▸ Extract to read

───

Monday, February 22, 2010

Fasting Reduces Bad Cholesterol


Diet Religiously - Goodnews - Fasting Diet of Greek Orthodox Christians Found to Reduce Cholesterol Levels

Better Nutrition
Sept, 2003

It doesn't matter whether you're religious or not--even atheists can benefit from the "fasting" regime followed in the Greek Orthodox Church, according to a new study.

Strict Greek Orthodox Christians avoid specified foods three times a year: 40 days before Christmas, 48 days at Easter and 15 days in August for Assumption.

Each fast is associated with a different holiday. For example, at Christmas, the faithful are advised to avoid meat, eggs and dairy products, and eating fish is not allowed on Wednesdays and Fridays.

Since all other foods are permitted, this is not a fast in the traditional sense of avoiding all food. "The Orthodox Christians' diet, which is based on vegetables, legumes, fruit, cereals, bread and olive oil, is a Mediterranean-type diet with periodic abstinence from meat and other products during the fasting periods," the study states, as published in the May 16, 2003 issue of BMC Public Health, published by BioMedCentral.

University of Crete scientists discovered that those who followed the regimen to the letter had lower levels of total cholesterol and lower levels of the cholesterol-binding proteins called low-density lipoproteins (LDL), or "bad" cholesterol, in their blood after fasting.

Other Christians who did not follow the fasting regimen did not exhibit this lowering of "bad" cholesterol. Those who stuck to the temporary diet experienced no change in the blood levels of high-density lipoprotein (HDL), or "good" cholesterol.

There is a clear, known link between high levels of cholesterol and LDL in the blood and heart disease, whereas HDL appears to be protective against heart disease. Greek Orthodox fasting reduced the levels of total cholesterol in the blood by 9 percent and the levels of LDL by 12 percent.

While the levels of HDL did not change significantly, the HDL/LDL ratio increased, which is considered healthy for the heart. Unfortunately, these levels rose again after the people who fasted resumed their normal diet--but not to the original levels. This suggests that regular fasting may give some long-term protection against heart disease.

───

▸ Dataset records
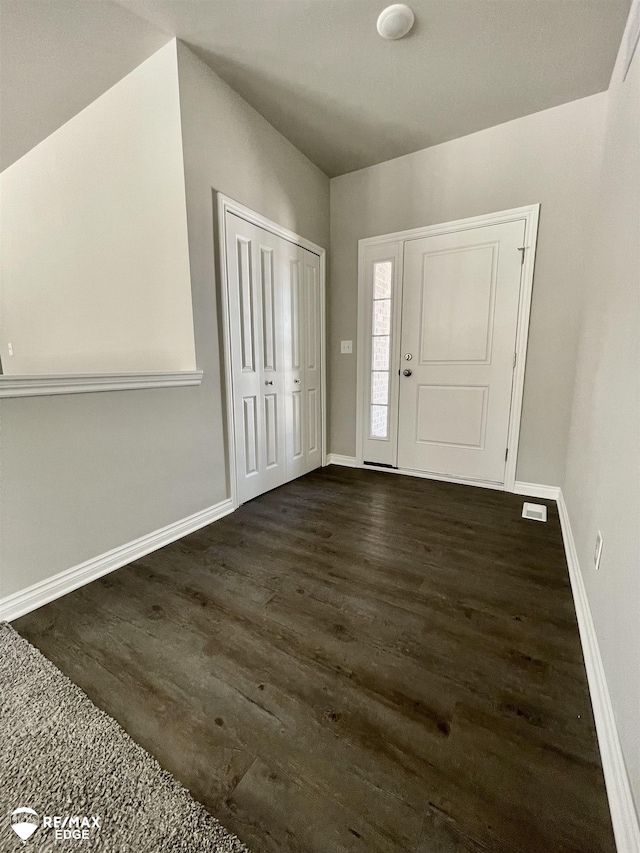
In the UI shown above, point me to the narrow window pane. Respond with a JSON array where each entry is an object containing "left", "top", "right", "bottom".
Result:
[
  {"left": 371, "top": 406, "right": 387, "bottom": 438},
  {"left": 371, "top": 336, "right": 389, "bottom": 370},
  {"left": 371, "top": 371, "right": 389, "bottom": 406},
  {"left": 373, "top": 299, "right": 391, "bottom": 335},
  {"left": 373, "top": 261, "right": 393, "bottom": 299}
]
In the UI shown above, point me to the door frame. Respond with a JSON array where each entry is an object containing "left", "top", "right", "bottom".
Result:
[
  {"left": 216, "top": 193, "right": 327, "bottom": 509},
  {"left": 356, "top": 204, "right": 540, "bottom": 492}
]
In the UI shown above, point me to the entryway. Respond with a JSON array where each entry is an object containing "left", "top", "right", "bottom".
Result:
[
  {"left": 358, "top": 205, "right": 538, "bottom": 490},
  {"left": 219, "top": 196, "right": 324, "bottom": 505}
]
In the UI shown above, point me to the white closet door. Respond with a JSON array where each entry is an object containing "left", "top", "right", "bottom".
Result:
[
  {"left": 227, "top": 213, "right": 322, "bottom": 503},
  {"left": 398, "top": 221, "right": 524, "bottom": 484},
  {"left": 227, "top": 214, "right": 287, "bottom": 503}
]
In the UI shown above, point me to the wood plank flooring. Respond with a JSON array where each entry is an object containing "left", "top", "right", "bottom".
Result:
[{"left": 14, "top": 467, "right": 615, "bottom": 853}]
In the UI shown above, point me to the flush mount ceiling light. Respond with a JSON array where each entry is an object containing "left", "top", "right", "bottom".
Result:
[{"left": 377, "top": 3, "right": 415, "bottom": 39}]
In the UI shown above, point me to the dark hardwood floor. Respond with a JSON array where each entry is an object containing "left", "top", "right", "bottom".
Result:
[{"left": 14, "top": 467, "right": 615, "bottom": 853}]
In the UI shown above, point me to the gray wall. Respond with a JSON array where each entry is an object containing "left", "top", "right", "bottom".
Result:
[
  {"left": 328, "top": 94, "right": 607, "bottom": 485},
  {"left": 0, "top": 41, "right": 329, "bottom": 596},
  {"left": 563, "top": 35, "right": 640, "bottom": 812}
]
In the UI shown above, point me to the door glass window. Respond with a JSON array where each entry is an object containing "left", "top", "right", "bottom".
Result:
[{"left": 369, "top": 261, "right": 393, "bottom": 438}]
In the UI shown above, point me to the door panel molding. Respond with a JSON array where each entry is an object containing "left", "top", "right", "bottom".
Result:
[
  {"left": 356, "top": 204, "right": 540, "bottom": 492},
  {"left": 219, "top": 190, "right": 327, "bottom": 509}
]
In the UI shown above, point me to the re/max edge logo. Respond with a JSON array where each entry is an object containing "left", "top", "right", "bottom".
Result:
[{"left": 11, "top": 806, "right": 102, "bottom": 844}]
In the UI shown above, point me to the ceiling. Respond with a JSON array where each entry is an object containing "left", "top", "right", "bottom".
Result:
[
  {"left": 0, "top": 0, "right": 630, "bottom": 176},
  {"left": 118, "top": 0, "right": 630, "bottom": 176}
]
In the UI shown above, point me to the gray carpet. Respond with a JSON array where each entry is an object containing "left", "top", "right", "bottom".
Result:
[{"left": 0, "top": 623, "right": 248, "bottom": 853}]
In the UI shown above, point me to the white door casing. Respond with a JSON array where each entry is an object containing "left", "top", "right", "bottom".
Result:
[
  {"left": 355, "top": 204, "right": 540, "bottom": 491},
  {"left": 219, "top": 196, "right": 324, "bottom": 506},
  {"left": 398, "top": 221, "right": 524, "bottom": 484}
]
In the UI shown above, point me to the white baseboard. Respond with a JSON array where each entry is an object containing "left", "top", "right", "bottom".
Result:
[
  {"left": 513, "top": 480, "right": 560, "bottom": 501},
  {"left": 327, "top": 453, "right": 358, "bottom": 468},
  {"left": 558, "top": 490, "right": 640, "bottom": 853},
  {"left": 0, "top": 498, "right": 234, "bottom": 622}
]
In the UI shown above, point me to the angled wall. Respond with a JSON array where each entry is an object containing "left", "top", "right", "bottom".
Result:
[
  {"left": 0, "top": 41, "right": 329, "bottom": 597},
  {"left": 0, "top": 41, "right": 195, "bottom": 375},
  {"left": 0, "top": 0, "right": 171, "bottom": 171}
]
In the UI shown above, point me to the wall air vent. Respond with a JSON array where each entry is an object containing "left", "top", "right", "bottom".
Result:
[{"left": 522, "top": 502, "right": 547, "bottom": 521}]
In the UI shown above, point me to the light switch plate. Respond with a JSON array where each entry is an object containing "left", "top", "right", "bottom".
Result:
[{"left": 593, "top": 530, "right": 602, "bottom": 572}]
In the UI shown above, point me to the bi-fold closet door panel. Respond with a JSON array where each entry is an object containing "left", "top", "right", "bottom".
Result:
[
  {"left": 226, "top": 212, "right": 322, "bottom": 503},
  {"left": 283, "top": 241, "right": 322, "bottom": 479}
]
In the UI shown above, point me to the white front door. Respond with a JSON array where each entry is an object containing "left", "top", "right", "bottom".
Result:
[
  {"left": 226, "top": 212, "right": 322, "bottom": 503},
  {"left": 397, "top": 220, "right": 525, "bottom": 484}
]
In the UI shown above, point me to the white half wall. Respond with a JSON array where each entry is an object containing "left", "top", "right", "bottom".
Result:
[
  {"left": 0, "top": 40, "right": 196, "bottom": 375},
  {"left": 0, "top": 36, "right": 329, "bottom": 601}
]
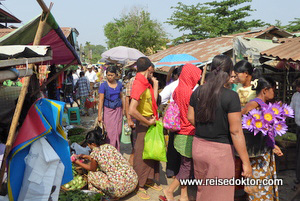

───

▸ Assignment A
In the article on Greek Orthodox fasting, write out the passage again, beginning at the words "There is a clear, known" and stopping after "by 12 percent.", with "heart disease" replaced by "cardiovascular disease" everywhere it occurs.
▸ Assignment B
According to the article on Greek Orthodox fasting, how many days before Christmas do strict Greek Orthodox Christians avoid specified foods?

▸ Reply A
There is a clear, known link between high levels of cholesterol and LDL in the blood and cardiovascular disease, whereas HDL appears to be protective against cardiovascular disease. Greek Orthodox fasting reduced the levels of total cholesterol in the blood by 9 percent and the levels of LDL by 12 percent.

▸ Reply B
40 days.